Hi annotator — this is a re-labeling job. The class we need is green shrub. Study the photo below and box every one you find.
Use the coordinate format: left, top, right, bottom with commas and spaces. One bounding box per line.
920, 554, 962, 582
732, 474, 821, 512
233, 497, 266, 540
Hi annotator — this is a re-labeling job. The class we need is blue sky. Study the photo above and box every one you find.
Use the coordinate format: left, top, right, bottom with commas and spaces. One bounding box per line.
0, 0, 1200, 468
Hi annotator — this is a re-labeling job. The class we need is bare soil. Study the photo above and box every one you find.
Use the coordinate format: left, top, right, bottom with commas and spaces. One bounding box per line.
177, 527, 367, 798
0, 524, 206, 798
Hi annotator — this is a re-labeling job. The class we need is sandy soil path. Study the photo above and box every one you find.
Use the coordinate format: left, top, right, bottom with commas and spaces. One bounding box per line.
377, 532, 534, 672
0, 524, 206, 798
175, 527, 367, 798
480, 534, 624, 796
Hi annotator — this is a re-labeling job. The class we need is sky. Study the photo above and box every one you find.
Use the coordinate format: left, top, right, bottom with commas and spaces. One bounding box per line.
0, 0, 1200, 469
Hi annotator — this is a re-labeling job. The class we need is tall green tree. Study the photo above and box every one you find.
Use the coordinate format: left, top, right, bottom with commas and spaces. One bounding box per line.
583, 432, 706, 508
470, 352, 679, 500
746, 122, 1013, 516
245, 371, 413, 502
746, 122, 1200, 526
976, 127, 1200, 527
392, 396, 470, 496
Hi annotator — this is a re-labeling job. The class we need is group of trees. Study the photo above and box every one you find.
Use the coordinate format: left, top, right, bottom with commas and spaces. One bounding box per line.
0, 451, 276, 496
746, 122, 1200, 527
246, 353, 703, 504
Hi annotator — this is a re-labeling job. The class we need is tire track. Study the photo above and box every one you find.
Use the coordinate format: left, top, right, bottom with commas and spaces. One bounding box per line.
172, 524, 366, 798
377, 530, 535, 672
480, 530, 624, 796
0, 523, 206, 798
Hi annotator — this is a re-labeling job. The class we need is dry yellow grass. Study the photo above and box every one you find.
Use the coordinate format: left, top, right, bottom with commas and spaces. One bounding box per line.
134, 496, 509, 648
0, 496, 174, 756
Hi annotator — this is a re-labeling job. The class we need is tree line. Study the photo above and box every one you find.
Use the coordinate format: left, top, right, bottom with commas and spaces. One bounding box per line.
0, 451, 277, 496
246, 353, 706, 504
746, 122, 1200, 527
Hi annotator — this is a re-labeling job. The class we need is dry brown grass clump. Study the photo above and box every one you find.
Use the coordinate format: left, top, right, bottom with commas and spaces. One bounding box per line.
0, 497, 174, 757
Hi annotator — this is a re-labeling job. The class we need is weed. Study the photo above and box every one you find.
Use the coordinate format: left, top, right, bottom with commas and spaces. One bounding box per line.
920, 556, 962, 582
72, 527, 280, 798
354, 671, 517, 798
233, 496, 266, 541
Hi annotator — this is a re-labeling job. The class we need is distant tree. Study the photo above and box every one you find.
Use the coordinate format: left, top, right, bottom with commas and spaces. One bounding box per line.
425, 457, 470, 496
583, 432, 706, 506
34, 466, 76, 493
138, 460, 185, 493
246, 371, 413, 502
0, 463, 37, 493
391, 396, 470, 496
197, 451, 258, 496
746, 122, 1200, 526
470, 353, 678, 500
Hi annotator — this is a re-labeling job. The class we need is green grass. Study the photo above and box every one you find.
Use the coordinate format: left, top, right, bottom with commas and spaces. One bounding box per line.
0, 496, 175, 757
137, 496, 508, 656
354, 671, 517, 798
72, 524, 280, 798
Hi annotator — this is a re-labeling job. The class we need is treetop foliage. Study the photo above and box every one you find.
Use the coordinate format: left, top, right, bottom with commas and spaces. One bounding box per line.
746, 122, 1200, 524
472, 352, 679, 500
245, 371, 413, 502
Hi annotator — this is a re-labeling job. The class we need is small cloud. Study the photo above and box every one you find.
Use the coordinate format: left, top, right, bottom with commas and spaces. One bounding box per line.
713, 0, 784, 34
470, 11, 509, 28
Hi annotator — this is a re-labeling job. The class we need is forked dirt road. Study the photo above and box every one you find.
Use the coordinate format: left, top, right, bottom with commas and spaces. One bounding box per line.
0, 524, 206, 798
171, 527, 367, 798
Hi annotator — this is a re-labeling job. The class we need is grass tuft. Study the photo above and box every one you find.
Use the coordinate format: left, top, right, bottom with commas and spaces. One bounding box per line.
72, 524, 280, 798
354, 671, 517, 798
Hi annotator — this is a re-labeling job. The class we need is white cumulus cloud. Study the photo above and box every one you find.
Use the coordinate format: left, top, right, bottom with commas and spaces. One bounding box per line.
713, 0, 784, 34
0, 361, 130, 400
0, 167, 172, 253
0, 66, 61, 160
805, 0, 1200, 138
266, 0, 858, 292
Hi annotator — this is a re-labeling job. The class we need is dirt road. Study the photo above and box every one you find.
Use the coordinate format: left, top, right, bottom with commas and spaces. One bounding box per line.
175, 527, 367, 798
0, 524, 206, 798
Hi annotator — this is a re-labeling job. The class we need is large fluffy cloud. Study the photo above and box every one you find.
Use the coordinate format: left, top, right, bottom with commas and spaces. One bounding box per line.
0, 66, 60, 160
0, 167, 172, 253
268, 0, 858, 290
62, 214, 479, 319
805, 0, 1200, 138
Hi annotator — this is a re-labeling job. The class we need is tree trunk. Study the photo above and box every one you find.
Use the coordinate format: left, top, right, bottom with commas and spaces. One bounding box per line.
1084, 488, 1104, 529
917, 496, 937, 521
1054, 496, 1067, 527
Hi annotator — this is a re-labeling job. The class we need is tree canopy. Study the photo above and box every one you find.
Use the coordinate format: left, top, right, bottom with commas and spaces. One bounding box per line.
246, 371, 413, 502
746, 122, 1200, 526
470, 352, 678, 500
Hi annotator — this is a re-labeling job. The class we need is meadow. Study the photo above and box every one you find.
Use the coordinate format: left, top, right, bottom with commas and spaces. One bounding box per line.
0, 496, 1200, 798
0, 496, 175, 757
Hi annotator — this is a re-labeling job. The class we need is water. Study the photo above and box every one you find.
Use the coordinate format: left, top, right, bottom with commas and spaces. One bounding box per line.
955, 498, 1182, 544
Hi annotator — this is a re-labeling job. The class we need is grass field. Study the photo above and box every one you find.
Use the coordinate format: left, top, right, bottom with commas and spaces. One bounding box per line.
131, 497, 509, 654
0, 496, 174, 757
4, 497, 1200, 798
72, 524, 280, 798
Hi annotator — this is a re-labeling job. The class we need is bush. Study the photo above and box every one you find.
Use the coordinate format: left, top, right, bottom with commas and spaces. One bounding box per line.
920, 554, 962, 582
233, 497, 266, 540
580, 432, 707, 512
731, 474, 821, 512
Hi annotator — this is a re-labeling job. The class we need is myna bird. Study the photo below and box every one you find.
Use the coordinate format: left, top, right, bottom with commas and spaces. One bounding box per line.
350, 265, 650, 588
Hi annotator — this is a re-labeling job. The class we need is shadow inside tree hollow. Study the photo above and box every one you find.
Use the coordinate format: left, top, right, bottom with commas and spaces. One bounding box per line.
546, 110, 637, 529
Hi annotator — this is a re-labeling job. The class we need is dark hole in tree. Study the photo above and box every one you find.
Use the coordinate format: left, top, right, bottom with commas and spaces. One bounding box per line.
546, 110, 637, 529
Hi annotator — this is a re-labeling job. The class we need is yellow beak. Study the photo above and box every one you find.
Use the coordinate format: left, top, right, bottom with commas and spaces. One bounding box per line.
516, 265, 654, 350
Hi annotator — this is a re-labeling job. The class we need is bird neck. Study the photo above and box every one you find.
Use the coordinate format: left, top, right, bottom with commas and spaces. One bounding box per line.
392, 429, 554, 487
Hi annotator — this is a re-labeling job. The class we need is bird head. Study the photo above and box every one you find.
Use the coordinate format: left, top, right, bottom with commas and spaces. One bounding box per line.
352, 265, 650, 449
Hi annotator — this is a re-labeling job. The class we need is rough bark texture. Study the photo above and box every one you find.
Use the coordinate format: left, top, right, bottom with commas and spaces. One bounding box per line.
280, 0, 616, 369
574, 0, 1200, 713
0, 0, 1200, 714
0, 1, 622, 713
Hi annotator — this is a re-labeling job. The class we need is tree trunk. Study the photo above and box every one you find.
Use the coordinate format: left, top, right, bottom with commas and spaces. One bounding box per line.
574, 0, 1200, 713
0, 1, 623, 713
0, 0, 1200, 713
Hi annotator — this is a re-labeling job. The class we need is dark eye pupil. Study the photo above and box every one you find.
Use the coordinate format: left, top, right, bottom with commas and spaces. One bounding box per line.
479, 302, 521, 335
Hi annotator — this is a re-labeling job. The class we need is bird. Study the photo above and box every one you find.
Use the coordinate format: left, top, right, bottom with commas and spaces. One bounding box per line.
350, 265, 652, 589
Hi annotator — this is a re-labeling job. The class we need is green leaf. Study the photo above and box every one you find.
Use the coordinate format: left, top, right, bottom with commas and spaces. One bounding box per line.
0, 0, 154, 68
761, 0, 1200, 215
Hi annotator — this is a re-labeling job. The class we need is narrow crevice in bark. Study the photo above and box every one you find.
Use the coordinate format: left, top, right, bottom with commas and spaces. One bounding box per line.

────────

Edit the stretch of the records from the line containing "need is treetop" through the line containing "746, 122, 1200, 524" by swapping "treetop foliage" for "tree canopy". Give back only those lines, with everything else unchanged.

WORKED ANSWER
Hi annotator — this is a re-labeling job. The class we need is tree canopy. Study the photo above and box every one you find.
Use the coordinate format: left, top, right, bottom with commas and spaces. One bounding box per line.
746, 122, 1200, 524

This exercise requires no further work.